• [Parts of the exercise]
• A. Summarize the aside on alternatives to Datadog in two sentences.
• B. In the aside on alternatives to Datadog, how is Pixie's open-source version deployed when self-hosting?

• [Text provided]
*****

The “Maybe Stop Paying for Datadog” Aside

If you’re running Kubernetes and you’ve got a Datadog APM bill that makes you wince, look at Pixie (open source, CNCF sandbox) and Coroot (open source APM on eBPF).

Pixie auto-instruments your entire cluster with eBPF, no sidecars, no code changes, no SDK. It captures HTTP/gRPC/DNS/PostgreSQL/Redis traffic and computes golden signals automatically. The free Community Cloud tier covers most small clusters. If you’d rather self-host, the open-source version deploys to your cluster with a Helm chart.

Coroot does similar things with an APM-style UI on top of eBPF metrics, showing service maps, latency breakdowns, CPU/memory profiling, all from kernel-level data collection.

Neither of these is a full Datadog replacement if you’re heavily invested in its log management or alerting. But if you’re mostly paying for APM traces and infrastructure metrics? Run the numbers. eBPF-based observability is genuinely mature now, and “we hooked into the kernel instead of instrumenting your code” is a more honest architecture than “please add our SDK to every service.”

*****

• [Provided information]
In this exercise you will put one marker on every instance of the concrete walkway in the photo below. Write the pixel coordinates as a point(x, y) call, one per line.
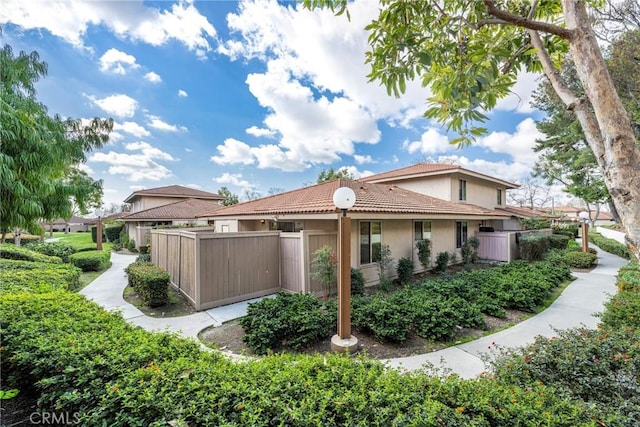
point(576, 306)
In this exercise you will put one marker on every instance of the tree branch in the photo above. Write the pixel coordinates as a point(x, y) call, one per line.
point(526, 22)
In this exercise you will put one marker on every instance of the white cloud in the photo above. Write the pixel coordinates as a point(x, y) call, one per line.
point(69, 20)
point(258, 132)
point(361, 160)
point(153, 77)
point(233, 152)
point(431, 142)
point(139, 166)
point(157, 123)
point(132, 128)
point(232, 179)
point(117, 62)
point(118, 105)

*****

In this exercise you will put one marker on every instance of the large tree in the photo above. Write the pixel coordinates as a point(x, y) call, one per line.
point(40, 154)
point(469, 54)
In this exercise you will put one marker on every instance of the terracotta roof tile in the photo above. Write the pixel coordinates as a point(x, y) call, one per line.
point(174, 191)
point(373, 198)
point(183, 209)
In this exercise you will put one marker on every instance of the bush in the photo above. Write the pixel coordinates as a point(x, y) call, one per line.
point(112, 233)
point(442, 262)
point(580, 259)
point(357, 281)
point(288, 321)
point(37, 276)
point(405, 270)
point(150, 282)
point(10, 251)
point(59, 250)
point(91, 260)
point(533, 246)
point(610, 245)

*****

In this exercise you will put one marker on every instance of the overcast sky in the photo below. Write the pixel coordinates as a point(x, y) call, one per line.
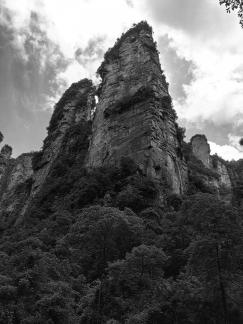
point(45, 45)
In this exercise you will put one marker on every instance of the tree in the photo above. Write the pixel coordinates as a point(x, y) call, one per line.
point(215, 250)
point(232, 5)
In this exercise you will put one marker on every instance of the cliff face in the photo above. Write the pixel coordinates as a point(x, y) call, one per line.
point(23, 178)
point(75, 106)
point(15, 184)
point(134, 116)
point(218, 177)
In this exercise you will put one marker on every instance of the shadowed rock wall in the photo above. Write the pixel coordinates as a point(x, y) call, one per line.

*****

• [Exercise results]
• A. For Kubernetes users with a costly Datadog APM bill, the aside points to two open-source eBPF tools: Pixie, which instruments a whole cluster with no sidecars, code changes, or SDK and computes golden signals automatically, and Coroot, which puts an APM-style UI with service maps, latency breakdowns, and CPU/memory profiling on top of kernel-level data. Neither fully replaces Datadog for anyone heavily invested in its log management or alerting, but for those mostly paying for APM traces and infrastructure metrics, the aside says eBPF-based observability is mature and worth running the numbers on.

• B. It deploys to your cluster with a Helm chart.